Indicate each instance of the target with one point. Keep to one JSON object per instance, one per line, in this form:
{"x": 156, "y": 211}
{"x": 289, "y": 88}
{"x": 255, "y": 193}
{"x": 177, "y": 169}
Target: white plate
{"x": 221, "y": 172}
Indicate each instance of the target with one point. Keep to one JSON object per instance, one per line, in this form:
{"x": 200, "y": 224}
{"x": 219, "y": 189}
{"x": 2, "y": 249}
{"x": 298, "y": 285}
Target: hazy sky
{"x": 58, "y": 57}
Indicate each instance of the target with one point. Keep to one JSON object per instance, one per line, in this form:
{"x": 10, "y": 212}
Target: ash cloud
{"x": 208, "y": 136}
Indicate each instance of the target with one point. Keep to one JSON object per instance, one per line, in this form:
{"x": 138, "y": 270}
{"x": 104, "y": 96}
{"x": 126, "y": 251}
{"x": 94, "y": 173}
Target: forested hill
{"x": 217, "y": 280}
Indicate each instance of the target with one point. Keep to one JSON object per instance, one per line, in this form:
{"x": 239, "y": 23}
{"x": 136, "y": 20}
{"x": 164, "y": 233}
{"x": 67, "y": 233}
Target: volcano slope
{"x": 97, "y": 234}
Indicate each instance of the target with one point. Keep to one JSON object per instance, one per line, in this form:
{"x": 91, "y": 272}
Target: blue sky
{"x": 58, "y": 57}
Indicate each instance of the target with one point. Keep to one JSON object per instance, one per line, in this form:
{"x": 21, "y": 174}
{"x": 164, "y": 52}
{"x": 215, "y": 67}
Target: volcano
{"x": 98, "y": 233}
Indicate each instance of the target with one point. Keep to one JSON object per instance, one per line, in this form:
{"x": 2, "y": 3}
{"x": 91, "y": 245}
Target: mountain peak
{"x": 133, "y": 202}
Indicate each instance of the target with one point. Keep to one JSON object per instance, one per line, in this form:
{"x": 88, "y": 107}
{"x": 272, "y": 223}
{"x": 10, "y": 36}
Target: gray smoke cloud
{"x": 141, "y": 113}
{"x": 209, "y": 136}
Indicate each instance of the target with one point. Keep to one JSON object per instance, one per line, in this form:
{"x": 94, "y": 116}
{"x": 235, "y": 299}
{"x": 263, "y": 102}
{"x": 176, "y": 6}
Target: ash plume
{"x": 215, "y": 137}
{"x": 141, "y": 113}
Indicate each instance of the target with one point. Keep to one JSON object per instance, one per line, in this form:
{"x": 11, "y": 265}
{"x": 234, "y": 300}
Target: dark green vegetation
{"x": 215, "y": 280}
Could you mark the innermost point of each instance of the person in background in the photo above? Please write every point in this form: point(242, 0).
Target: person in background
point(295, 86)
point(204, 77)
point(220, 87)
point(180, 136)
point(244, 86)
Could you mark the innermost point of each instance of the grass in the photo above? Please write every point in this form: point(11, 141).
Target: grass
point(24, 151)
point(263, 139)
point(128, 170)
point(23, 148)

YOUR GOAL: Given the entries above, count how many lines include the word "Could"; respond with the number only.

ANSWER SECTION: 2